Page
This case would seem to require only a prudent extension of M.E.S. However, the Plaintiff argues that that extension is significant and, indeed, is dispositive. The Plaintiff does not appear to take issue with M.E.S. or the proposition that the CDA is a comprehensive remedial scheme that precludes granting Bivens relief to federal contractors. Rather, the Plaintiff argues that the CDA is inapplicable because the dispute in this case is not between the government and the contractor, but is instead between the government and the contractor's employee. See Dkt. 42 at 22 ("[T]he Bivens analysis turns on whether the plaintiff has available alternate remedies not on whether someone else could pursue a claim."). The Plaintiff therefore argues that he is left without an adequate remedy to redress his constitutional claim against the Defendant. The Plaintiff correctly notes that the language of the CDA and its accompanying regulations suggest that the Plaintiff could not bring a CDA claim on his own behalf. See 41 U.S.C. § 7103(a)(1) (providing that each "claim by a contractor' must be submitted to the contracting officer) (emphasis added); F.A.R. 2.101 (defining "claim" as a "written demand or assertion by one of the contracting parties") (emphasis added).

However, even assuming that the Plaintiff himself could not bring a CDA claim—and, thus, that Congress has not established an adequate remedial scheme to redress the Plaintiff's constitutional claim—the Court will still decline to imply a Bivens remedy. The Court reaches this conclusion by considering Bivens' second step, which requires "courts [to] make the kind of remedial determination that is appropriate for a common-law tribunal, paying particular heed . . . to any special factors counselling hesitation before authorizing a new kind of federal litigation." Wilkie, 551 U.S. at 551 (citations and internal quotation marks omitted). To analyze Bivens' second step in the context of a claim brought by a federal contractor's employee, the Court is guided by a pre-M.E.S. case from the Southern District of New York, Aryai v. Forfeiture Support Associates, LLC, 10-CV-8952 (LAP) (Aug. 27, 2012 S.D.N.Y.), which addressed a question that is nearly identical to the one before this Court. In Aryai, the plaintiff was an employee of a company that contracted with the USMS to provide asset forfeiture services. Slip op. at 2. The plaintiff alleged that he had been terminated from his position with the contractor after he raised questions about the activities of a USMS employee. Among his claims, the plaintiff alleged that he had been terminated in violation of his First Amendment rights and, accordingly, sought to imply a Bivens remedy against the USMS employee.

Data excerpts
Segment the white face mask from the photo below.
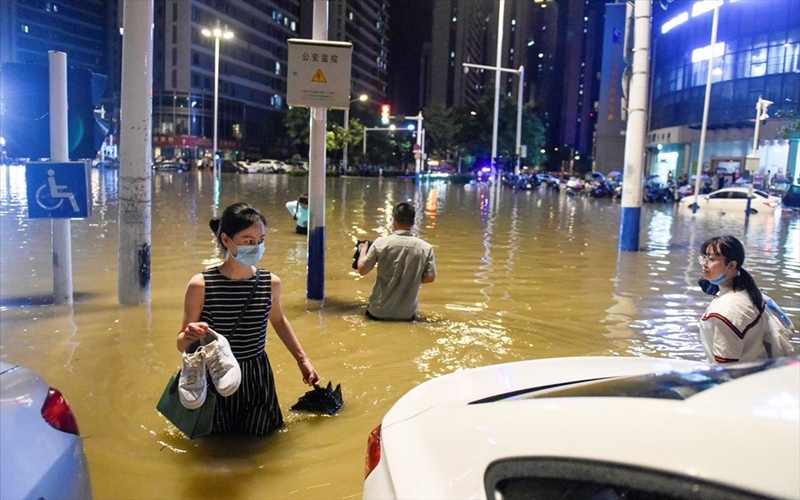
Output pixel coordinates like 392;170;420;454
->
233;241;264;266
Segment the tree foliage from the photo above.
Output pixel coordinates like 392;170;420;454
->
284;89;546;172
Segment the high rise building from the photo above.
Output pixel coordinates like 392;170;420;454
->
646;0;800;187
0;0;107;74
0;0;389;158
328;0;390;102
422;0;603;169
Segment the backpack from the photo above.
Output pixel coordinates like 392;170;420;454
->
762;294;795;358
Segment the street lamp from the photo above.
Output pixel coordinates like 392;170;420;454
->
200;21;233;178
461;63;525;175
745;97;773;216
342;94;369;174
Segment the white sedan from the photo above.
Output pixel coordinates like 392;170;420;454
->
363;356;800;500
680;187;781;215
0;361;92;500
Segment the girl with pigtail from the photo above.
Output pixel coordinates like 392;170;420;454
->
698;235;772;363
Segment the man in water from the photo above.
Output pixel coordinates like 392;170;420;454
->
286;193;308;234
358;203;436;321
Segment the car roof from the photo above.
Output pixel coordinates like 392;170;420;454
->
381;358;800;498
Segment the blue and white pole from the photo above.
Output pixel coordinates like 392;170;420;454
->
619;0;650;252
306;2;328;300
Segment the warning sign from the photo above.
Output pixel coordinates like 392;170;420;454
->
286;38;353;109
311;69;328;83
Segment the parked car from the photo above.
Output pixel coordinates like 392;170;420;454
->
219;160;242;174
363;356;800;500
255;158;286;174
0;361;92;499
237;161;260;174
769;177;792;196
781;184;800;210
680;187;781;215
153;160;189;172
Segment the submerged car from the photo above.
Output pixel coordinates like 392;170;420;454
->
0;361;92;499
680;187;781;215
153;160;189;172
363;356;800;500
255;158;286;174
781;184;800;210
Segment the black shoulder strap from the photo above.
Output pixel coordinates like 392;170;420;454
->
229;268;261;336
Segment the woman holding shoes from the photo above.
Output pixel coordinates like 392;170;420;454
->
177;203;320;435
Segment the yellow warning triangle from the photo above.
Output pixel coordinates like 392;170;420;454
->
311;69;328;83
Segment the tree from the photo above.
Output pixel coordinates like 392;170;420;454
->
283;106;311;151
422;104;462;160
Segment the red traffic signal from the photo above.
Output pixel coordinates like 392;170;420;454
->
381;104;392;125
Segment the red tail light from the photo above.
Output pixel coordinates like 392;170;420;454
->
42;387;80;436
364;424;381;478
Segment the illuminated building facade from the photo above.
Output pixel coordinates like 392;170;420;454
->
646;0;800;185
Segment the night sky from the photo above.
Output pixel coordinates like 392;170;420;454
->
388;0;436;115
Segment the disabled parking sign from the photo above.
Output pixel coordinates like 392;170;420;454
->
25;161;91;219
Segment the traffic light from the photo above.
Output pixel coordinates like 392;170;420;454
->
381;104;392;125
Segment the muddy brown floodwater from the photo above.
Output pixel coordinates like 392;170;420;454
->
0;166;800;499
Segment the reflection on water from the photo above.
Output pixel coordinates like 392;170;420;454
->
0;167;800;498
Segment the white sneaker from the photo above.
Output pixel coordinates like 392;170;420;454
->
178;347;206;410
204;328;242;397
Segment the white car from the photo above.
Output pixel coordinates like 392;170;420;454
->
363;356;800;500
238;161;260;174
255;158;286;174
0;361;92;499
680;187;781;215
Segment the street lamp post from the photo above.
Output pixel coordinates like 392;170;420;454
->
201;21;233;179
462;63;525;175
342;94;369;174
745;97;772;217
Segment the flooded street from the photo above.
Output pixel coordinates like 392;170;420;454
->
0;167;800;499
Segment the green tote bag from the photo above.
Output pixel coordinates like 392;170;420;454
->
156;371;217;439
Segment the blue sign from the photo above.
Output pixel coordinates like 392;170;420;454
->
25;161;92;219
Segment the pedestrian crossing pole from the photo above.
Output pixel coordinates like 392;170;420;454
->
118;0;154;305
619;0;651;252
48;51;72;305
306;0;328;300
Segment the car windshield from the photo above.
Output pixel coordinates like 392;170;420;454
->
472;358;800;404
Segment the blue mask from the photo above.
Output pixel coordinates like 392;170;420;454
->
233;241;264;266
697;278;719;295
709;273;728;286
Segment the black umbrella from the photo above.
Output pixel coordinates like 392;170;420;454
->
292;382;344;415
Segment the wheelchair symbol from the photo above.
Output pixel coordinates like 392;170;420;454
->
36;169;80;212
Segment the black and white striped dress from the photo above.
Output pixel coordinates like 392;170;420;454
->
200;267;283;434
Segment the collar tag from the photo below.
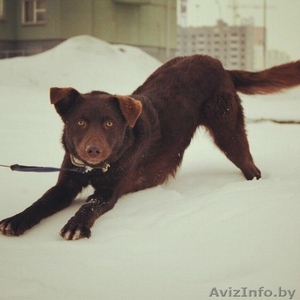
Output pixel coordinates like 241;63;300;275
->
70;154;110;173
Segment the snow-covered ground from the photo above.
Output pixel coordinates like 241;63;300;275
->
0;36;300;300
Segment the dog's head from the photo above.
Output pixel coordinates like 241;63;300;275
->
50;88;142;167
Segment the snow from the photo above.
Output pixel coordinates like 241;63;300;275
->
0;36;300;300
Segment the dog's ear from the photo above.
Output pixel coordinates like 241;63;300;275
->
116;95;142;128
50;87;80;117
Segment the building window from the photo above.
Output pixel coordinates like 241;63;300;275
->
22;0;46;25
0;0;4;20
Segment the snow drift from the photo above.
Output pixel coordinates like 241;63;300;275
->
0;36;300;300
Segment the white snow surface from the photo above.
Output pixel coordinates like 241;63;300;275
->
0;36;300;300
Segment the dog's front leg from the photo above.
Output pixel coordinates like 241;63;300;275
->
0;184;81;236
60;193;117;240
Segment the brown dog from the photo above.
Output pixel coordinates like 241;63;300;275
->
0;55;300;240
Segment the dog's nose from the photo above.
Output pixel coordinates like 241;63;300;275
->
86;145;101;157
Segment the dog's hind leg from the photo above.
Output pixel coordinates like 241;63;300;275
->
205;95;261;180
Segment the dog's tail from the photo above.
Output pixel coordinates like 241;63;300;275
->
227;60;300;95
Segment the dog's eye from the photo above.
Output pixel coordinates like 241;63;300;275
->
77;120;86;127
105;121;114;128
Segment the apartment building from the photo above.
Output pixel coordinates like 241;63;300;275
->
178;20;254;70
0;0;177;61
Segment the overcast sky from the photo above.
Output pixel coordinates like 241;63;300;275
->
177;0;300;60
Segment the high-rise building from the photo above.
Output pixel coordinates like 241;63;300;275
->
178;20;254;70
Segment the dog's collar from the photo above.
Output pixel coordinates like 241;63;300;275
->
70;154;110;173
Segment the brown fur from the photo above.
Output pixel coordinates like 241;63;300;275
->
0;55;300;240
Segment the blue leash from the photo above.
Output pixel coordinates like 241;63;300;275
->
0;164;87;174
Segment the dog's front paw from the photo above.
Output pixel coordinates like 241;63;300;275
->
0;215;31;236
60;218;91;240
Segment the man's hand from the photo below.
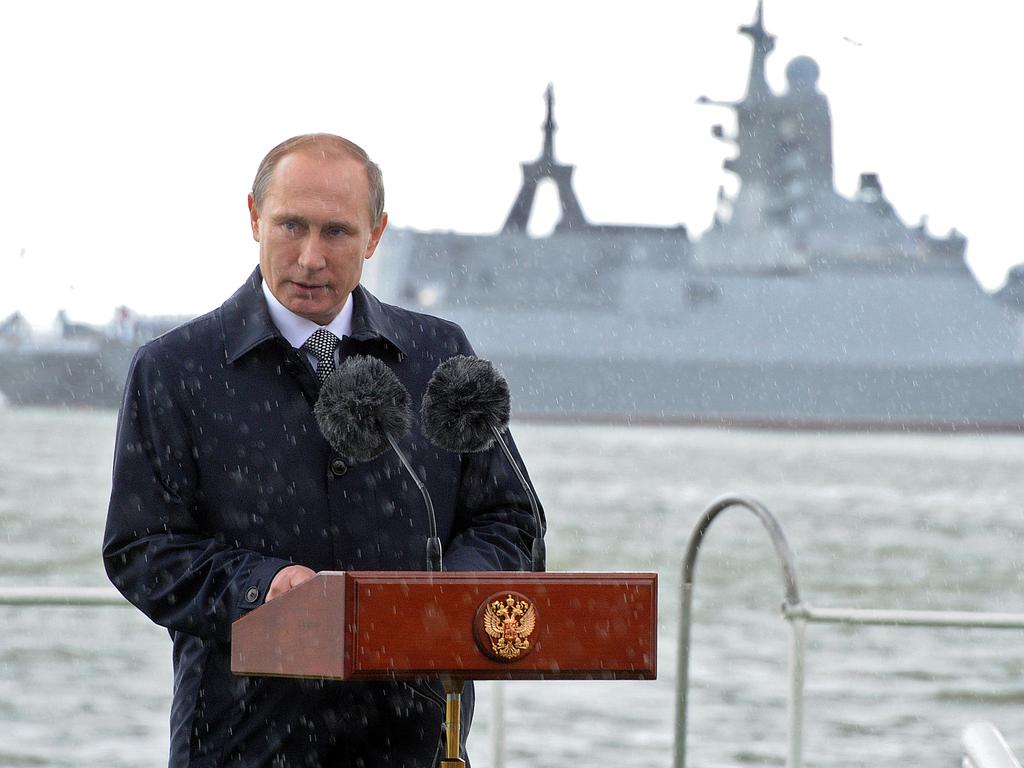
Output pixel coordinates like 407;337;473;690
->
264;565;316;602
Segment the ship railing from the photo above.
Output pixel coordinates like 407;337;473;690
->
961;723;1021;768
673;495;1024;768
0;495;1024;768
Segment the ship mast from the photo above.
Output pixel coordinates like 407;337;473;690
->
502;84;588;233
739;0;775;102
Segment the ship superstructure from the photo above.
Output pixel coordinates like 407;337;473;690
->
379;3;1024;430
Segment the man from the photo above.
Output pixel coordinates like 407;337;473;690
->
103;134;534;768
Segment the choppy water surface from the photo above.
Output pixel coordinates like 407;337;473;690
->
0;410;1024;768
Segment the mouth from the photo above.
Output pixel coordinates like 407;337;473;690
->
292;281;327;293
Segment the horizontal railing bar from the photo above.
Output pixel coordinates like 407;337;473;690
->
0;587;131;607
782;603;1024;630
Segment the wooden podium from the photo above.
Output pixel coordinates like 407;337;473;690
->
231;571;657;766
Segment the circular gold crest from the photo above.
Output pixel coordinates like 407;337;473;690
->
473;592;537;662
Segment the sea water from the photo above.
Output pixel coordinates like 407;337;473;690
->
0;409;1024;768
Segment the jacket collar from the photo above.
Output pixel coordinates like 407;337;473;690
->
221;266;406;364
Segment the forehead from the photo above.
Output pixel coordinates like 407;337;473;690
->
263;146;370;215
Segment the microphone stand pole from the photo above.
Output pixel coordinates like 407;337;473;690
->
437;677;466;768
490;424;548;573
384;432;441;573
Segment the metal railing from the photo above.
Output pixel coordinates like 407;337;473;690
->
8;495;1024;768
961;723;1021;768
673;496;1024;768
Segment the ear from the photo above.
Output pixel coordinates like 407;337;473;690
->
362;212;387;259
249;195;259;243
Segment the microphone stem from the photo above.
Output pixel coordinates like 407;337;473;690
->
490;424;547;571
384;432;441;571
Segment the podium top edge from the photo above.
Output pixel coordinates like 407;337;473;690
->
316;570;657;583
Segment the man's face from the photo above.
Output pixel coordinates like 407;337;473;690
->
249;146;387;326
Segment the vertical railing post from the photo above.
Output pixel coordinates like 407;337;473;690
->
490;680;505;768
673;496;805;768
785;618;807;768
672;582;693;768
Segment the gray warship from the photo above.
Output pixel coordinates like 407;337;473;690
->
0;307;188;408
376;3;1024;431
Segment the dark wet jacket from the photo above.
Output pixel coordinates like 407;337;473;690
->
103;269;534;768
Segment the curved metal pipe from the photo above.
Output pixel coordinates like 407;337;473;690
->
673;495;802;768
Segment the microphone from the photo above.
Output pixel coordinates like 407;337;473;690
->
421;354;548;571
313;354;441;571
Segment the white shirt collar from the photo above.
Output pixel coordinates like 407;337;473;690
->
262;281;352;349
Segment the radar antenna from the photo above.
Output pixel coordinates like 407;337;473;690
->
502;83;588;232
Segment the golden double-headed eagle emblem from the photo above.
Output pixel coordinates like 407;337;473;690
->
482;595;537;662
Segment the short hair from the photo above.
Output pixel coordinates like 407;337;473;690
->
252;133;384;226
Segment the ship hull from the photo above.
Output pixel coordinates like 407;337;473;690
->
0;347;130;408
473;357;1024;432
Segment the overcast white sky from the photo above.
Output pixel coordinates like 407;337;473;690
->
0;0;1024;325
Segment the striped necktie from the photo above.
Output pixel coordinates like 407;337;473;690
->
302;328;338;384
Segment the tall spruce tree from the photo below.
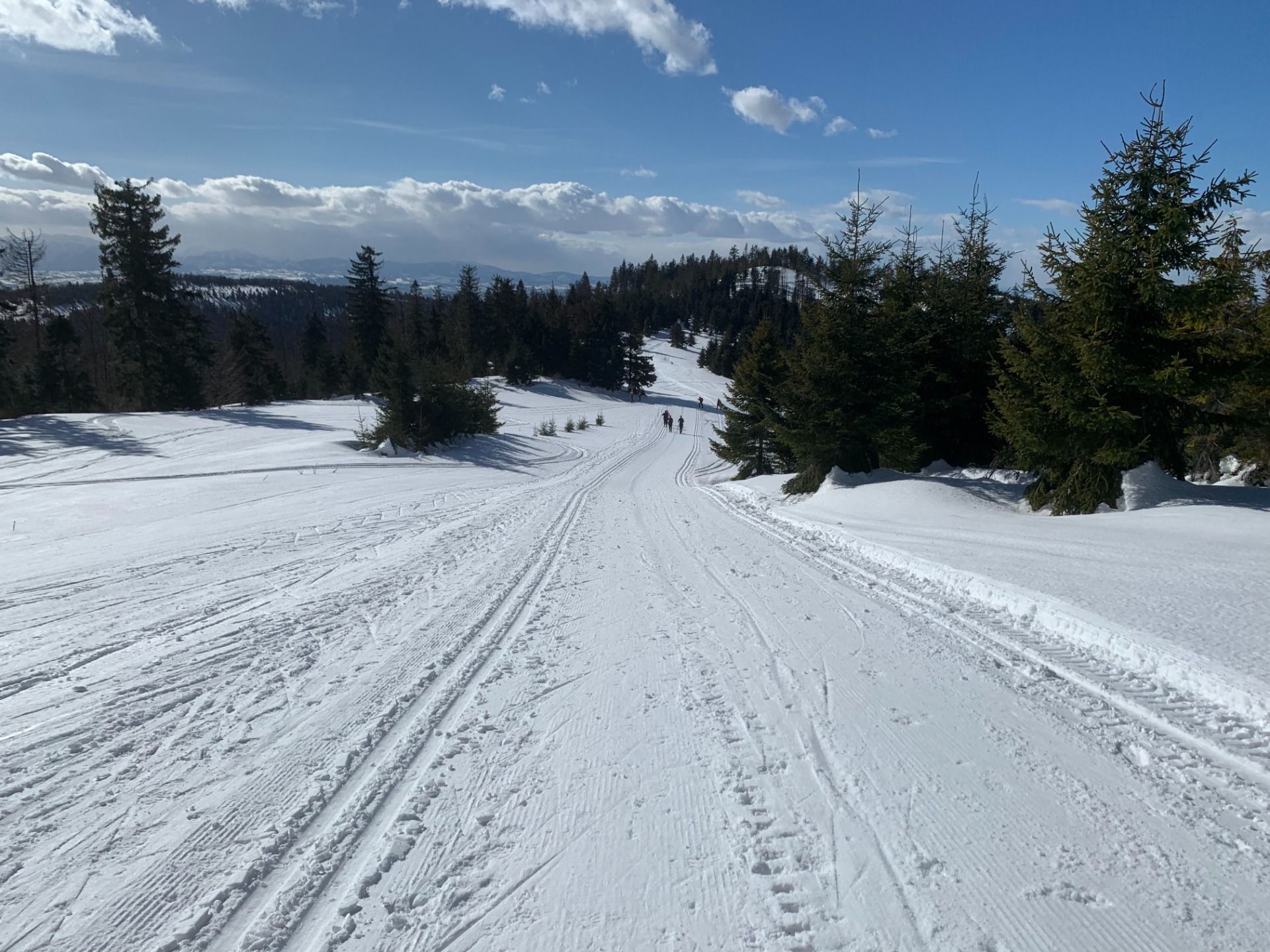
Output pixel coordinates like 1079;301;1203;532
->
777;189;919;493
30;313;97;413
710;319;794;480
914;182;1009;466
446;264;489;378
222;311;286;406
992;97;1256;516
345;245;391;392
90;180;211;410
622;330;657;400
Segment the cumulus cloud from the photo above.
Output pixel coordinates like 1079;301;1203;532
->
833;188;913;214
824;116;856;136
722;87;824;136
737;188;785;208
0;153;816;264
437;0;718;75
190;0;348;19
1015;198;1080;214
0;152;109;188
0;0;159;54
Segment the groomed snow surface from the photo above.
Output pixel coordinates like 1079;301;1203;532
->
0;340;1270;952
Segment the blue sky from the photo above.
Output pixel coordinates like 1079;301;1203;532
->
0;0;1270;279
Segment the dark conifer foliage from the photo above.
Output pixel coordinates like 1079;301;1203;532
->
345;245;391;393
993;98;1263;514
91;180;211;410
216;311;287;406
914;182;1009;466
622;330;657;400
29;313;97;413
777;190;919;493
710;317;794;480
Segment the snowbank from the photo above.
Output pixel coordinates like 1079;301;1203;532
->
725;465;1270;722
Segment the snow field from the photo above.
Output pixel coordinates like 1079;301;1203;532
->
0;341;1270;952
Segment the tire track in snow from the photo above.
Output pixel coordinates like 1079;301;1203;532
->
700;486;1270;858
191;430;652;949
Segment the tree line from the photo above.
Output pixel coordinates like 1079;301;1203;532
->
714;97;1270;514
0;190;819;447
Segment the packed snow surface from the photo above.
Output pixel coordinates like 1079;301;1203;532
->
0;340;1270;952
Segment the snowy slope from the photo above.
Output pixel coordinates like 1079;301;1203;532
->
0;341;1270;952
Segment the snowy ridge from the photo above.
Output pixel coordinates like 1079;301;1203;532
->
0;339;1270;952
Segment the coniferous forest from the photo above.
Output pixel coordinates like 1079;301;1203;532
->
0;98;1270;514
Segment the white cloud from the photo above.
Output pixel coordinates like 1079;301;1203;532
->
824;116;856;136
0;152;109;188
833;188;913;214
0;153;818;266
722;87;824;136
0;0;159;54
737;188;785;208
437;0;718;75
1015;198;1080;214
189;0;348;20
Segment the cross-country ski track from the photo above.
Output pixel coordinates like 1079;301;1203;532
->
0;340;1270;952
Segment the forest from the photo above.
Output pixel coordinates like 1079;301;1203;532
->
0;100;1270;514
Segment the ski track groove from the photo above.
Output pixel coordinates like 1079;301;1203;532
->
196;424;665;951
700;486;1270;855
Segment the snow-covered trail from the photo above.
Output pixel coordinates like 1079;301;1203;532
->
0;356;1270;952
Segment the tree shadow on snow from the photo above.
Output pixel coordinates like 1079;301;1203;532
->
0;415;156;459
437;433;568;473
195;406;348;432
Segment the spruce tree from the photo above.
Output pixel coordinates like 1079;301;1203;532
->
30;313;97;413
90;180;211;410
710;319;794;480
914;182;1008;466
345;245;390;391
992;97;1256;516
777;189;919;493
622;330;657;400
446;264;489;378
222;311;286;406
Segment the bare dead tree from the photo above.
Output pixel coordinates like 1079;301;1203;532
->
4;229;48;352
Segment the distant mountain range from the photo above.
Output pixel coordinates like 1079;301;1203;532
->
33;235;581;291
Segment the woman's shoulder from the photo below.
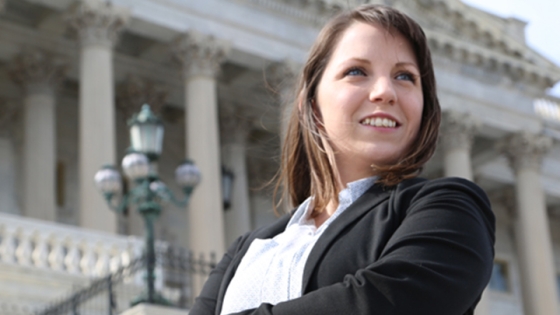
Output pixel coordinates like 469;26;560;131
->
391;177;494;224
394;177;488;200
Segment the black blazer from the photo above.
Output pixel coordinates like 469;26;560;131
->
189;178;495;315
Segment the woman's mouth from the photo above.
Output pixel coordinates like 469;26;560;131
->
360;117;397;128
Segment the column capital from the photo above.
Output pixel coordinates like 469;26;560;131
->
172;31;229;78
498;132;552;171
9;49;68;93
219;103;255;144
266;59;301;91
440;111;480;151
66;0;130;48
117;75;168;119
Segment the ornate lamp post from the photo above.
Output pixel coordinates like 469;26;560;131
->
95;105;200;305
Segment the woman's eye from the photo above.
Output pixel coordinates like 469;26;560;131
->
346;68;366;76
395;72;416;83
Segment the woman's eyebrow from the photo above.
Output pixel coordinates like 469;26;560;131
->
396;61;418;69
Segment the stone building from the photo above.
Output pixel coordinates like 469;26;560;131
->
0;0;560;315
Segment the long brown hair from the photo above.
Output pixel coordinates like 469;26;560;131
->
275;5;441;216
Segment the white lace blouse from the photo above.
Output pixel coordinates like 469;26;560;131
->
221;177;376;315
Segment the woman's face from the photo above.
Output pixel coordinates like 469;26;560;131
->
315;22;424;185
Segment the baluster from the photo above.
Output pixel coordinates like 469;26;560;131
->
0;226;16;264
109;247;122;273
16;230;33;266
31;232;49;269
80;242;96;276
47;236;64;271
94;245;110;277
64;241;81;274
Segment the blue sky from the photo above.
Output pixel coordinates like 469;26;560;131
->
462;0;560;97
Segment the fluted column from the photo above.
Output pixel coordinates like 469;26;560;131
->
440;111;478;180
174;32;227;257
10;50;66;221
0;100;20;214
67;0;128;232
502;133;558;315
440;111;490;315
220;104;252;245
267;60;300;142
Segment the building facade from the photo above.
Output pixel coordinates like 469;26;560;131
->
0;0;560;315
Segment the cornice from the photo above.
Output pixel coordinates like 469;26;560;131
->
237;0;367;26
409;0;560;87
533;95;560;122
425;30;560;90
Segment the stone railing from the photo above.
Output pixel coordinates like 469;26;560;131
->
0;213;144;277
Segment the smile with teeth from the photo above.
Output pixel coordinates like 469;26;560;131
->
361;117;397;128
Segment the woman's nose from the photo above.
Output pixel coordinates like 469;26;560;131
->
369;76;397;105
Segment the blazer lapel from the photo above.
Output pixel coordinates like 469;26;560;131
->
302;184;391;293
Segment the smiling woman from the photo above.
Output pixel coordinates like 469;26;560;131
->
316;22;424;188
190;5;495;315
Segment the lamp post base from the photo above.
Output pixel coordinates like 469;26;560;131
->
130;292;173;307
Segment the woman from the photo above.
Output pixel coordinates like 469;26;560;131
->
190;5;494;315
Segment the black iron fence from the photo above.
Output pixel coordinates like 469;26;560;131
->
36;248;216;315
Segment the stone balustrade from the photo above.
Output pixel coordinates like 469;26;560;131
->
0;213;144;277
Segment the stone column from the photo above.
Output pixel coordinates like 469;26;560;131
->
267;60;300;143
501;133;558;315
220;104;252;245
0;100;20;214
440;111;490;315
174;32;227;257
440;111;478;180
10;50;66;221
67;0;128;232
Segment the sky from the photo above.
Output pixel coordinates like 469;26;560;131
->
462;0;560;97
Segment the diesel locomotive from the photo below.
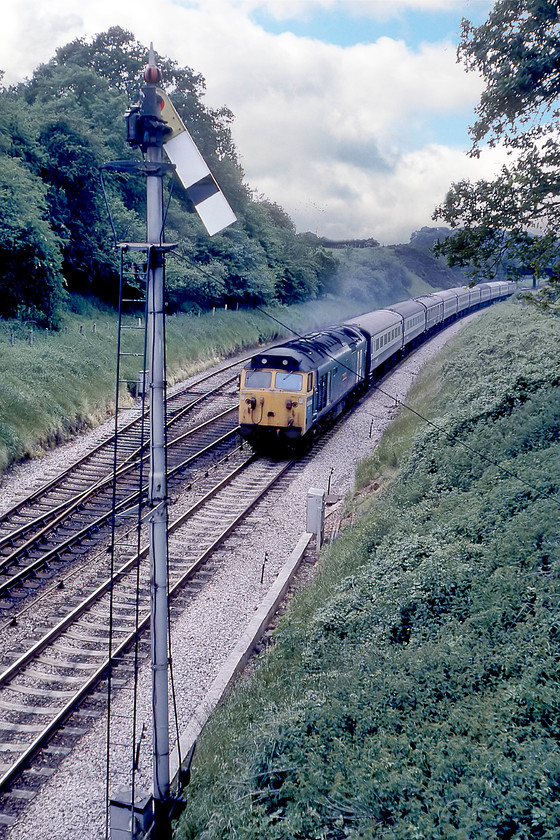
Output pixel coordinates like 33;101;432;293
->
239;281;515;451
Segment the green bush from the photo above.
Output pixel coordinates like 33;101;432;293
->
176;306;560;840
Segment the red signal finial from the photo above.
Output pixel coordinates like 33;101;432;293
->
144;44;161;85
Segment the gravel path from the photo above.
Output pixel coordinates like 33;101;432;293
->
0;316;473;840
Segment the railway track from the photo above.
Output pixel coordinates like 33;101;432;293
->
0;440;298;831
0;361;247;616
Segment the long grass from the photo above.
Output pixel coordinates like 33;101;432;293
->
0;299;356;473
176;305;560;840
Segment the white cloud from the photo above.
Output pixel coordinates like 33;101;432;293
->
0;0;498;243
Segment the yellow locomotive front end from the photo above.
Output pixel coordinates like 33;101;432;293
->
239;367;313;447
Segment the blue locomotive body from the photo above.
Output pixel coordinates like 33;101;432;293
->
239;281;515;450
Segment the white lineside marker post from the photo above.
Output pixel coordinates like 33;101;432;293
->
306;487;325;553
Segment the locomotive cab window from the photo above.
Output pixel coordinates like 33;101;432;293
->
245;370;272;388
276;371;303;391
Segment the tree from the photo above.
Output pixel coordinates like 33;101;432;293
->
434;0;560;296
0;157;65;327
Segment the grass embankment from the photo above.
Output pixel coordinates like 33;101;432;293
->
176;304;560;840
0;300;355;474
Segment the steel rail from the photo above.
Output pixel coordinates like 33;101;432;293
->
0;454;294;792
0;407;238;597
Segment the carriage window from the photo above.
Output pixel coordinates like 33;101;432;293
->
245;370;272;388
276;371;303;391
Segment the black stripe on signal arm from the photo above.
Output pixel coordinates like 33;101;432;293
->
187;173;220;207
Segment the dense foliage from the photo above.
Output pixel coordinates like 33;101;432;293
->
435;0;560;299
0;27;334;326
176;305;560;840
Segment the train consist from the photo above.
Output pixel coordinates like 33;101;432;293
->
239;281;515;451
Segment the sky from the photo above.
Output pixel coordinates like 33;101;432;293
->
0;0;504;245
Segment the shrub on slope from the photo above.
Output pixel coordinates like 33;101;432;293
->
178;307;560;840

Task set
1. Summarize the court passage about the Bivens claim in two sentences.
2. Carry on the court passage about the Bivens claim from its final sentence.

Answers to the tasks
1. The Plaintiff argues that the CDA does not foreclose Bivens relief because his dispute is with the government as a contractor's employee rather than as the contractor, and the CDA's language suggests he could not bring a CDA claim himself. Even assuming no adequate remedial scheme exists for him, the Court declines to imply a Bivens remedy under Bivens' second step, guided by Aryai v. Forfeiture Support Associates, a nearly identical case in which an employee of a USMS contractor claimed he was terminated in violation of his First Amendment rights.

2.
Addressing the first step of Bivens, the court in Aryai noted, as the Court assumes here, that there was no alternative remedial scheme to redress the plaintiff's injuries. Aryai, slip op. at 36. However, turning to Bivens' second step, the Aryai court recognized that the CDA is nonetheless relevant to the Bivens issue. Slip op. at 38. Aryai noted, as the Second Circuit later confirmed in M.E.S., that if the Plaintiff were himself a government contractor, then the CDA would be his sole basis for relief. Aryai, slip op. at 43. Likewise, Aryai noted that if the Plaintiff were an employee of the federal government—i.e., if there were not a contractor interposed between the Plaintiff and the government—then the Civil Service Reform Act (CSRA) would bar a Bivens claim. Id. at 44. (The Supreme Court has held that the CSRA provides a system within which federal employees' constitutional claims are "fully cognizable," even if that system does not provide complete relief for constitutional injuries. Bush v. Lucas, 462 U.S. 367, 385-86 (1983).)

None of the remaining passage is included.